Weeks after claiming that he had sold his diamond-encrusted skull for £50 million to a “consortium of investors” – amid reports that he had been among them – the enfant terrible of the art world said that he would be donating four works to the Tate. They include the carcasses of a cow and calf, severed in half and pickled, which won him the Turner Prize in 1995.
Together, the four works are thought to be worth at least £10 million – significantly more than the Tate’s annual acquisitions fund of £1.5 million.
In 2004, Hirst was among 23 British artists who promised to give at least one of their works to the Tate after Sir Nicholas Serota, its director, pleaded for their help. But only seven – Louise Bourgeois, Antony Gormley, Richard Long, Paula Rego, Mark Wallinger, Anthony Caro and Fiona Rae – have so far given anything.
Those that have yet to donate an artwork include Chris Ofili, who won the Turner Prize in 1998 for attaching blobs of elephant dung to a Virgin Mary figure. Last year, the Tate was reprimanded severely by the Charity Commission for having paid him more than £600,000 for one of his artworks while he was a Tate trustee.
A Tate spokeswoman said yesterday that the gallery was in “ongoing discussions” with Ofili and others who made pledges in 2004.
Although Tate Modern has become the world’s most popular contemporary gallery, its director’s desperate appeal to the now-prominent artists is seen as a reflection of how power in the art world has moved from public galleries to artists and their dealers.
Sir Nicholas said in 2004 that the gallery’s level of funding from the Government had steadily declined over the past 20 years, while market prices had risen by as much as 1,000 per cent.
He noted that, from its creation in 1897, the Tate had been a beneficiary of significant bequests and gifts. Turner, Giacometti and Francis Bacon were among artists who donated works to the nation that would today be well beyond the gallery’s budget.

* _Material shown_

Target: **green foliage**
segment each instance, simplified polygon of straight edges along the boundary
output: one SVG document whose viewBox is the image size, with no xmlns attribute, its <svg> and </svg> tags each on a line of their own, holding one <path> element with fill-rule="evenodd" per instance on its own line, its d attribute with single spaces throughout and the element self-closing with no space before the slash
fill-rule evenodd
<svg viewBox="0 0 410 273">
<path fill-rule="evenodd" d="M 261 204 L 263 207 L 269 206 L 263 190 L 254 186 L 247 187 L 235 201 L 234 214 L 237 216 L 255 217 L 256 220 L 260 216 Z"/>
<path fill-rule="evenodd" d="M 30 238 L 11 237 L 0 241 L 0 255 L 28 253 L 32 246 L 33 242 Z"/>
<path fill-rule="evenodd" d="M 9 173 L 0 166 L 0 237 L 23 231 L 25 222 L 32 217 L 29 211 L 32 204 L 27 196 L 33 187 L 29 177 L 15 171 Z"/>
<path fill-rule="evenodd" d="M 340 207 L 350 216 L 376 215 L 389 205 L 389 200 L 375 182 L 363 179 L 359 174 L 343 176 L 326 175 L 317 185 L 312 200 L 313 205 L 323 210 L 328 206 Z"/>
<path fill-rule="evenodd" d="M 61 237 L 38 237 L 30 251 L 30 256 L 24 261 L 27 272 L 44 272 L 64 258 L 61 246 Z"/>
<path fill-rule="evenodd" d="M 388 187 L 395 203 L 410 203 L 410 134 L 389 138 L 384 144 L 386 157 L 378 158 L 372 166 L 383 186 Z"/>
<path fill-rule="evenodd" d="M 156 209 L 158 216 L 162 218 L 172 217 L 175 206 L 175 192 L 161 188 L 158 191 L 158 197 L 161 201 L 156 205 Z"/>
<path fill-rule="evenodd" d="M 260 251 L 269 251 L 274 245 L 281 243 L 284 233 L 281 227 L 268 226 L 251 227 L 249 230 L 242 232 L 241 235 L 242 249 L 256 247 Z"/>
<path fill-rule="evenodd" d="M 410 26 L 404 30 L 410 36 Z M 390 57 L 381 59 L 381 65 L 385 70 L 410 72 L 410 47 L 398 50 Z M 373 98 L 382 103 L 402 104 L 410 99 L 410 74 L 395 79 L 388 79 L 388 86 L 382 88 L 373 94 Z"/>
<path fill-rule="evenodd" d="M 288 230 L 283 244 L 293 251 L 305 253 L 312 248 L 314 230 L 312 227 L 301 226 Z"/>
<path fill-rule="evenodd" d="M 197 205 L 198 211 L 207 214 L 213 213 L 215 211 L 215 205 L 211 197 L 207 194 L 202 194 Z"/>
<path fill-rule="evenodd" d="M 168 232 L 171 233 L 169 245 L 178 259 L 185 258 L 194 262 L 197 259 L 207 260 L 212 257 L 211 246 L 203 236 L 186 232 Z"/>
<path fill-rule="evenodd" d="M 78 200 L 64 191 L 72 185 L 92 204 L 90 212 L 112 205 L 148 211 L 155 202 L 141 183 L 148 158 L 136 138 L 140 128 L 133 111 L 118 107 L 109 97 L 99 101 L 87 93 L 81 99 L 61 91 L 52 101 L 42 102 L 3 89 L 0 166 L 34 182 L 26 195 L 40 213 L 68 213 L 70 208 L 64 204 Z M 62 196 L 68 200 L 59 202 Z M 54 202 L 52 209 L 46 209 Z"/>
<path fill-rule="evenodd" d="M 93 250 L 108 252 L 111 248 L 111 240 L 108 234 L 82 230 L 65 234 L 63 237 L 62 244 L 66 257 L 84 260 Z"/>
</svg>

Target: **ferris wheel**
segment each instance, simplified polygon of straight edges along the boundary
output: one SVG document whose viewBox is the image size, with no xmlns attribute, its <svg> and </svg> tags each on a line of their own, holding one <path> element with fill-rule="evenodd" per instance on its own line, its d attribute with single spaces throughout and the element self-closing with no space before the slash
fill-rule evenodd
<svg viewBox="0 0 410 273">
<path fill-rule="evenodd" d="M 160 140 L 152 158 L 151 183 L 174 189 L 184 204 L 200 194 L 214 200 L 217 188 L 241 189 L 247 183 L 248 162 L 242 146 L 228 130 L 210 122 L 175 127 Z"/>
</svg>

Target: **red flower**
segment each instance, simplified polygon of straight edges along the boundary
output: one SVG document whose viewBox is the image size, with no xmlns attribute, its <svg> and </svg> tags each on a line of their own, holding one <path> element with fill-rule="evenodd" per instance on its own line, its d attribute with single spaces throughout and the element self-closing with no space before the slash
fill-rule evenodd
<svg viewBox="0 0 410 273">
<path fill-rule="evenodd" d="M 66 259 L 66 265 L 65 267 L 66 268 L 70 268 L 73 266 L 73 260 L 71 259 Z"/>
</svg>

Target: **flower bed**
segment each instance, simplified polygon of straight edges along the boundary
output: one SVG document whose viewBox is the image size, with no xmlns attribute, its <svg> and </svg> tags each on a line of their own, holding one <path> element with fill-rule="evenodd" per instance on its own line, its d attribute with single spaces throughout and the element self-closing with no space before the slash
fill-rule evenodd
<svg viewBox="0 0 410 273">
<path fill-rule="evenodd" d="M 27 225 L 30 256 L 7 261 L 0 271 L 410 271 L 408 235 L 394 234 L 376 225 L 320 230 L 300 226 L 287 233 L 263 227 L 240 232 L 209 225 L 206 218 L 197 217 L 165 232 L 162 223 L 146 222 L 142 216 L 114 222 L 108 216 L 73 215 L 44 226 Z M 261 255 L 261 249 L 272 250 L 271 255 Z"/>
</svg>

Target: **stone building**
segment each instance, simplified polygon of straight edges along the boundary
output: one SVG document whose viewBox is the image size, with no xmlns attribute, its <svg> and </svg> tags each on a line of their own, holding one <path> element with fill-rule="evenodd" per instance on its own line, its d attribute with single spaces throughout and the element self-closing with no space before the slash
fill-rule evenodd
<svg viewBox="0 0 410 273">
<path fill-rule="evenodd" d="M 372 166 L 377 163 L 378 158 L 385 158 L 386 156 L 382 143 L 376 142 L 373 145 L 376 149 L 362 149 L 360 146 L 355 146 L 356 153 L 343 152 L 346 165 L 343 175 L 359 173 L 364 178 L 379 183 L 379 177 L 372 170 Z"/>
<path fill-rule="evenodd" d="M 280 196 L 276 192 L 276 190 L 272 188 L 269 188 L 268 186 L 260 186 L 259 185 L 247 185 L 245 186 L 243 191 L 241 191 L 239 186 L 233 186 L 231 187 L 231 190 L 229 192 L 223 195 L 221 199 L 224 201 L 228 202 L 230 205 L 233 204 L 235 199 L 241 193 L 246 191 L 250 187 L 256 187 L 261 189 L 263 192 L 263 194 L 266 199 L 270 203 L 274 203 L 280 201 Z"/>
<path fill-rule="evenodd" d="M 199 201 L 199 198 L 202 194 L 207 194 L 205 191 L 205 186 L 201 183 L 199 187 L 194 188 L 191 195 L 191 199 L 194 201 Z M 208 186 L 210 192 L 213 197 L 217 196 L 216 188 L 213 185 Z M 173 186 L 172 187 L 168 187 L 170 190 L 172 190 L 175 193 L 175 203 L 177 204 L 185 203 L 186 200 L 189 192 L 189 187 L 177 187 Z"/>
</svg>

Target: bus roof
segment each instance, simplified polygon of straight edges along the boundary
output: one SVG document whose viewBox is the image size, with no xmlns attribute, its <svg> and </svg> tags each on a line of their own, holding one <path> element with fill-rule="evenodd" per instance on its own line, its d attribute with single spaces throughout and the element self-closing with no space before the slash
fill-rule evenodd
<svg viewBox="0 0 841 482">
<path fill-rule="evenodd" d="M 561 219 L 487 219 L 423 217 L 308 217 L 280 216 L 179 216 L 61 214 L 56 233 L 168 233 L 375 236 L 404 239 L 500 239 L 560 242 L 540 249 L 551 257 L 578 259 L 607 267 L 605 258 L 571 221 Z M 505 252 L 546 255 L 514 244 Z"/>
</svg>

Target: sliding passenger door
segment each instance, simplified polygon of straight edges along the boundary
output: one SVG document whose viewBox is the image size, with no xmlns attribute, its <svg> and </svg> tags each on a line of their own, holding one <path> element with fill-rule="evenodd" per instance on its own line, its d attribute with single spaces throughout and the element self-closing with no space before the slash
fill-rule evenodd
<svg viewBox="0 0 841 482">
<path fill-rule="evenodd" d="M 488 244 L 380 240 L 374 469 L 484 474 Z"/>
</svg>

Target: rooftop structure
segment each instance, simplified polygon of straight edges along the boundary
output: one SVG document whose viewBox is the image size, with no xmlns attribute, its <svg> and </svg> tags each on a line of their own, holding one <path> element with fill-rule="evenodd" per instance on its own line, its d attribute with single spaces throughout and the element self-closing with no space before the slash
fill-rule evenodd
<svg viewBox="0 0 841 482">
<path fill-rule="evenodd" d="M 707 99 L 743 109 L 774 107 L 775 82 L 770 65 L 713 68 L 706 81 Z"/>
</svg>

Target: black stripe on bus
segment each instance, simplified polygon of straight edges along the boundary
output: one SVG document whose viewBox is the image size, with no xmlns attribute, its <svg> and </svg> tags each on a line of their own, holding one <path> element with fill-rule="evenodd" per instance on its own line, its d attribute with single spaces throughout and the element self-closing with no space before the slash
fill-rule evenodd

* _Assigned task A_
From the article above on Hirst's gift to the Tate, list the artists it names as having already given work to the Tate after the 2004 pledge.
* _Assigned task B_
Please pick up the article on Hirst's gift to the Tate after its final sentence and carry it on.

* _Reply A_
Louise Bourgeois, Antony Gormley, Richard Long, Paula Rego, Mark Wallinger, Anthony Caro, Fiona Rae

* _Reply B_
Hirst’s donation includes The Acquired Inability to Escape (1991), a large vitrine filled with cigarettes, a lighter, an ashtray and stubs, which the Tate praised for its use of a cigarette as a “multilayered symbol suggesting luxury, danger and death”.
The other pieces are Life without You (1991), an arrangement of sea shells on a desk , Who is Afraid of the Dark? (2002), one of the first in Hirst’s series of “fly paintings”, and Mother and Child Divided, which shows the animals bisected, the four halves displayed in separate tanks of formaldehyde solution. The latter is a 2007 copy of the original version from 1993, which is now in the Astrup Fearnley Museum, Oslo.
The Tate said that the gift would complement the Hirsts already in its collection, including Pharmacy (1992), the shell cabinet piece Forms without Life (1991), a suite of 13 prints from The Last Supper (1999) and a print from the series London, Untitled (1992).
In a statement, Hirst said yesterday: “I think giving works from my collection is a small thing if it means millions of people get to see the work displayed in a great space.”
Sir Nicholas said: “With such a limited budget for acquisitions, and when art market prices are high, Tate is indebted to artists such as Damien Hirst for working with us on building the collection.”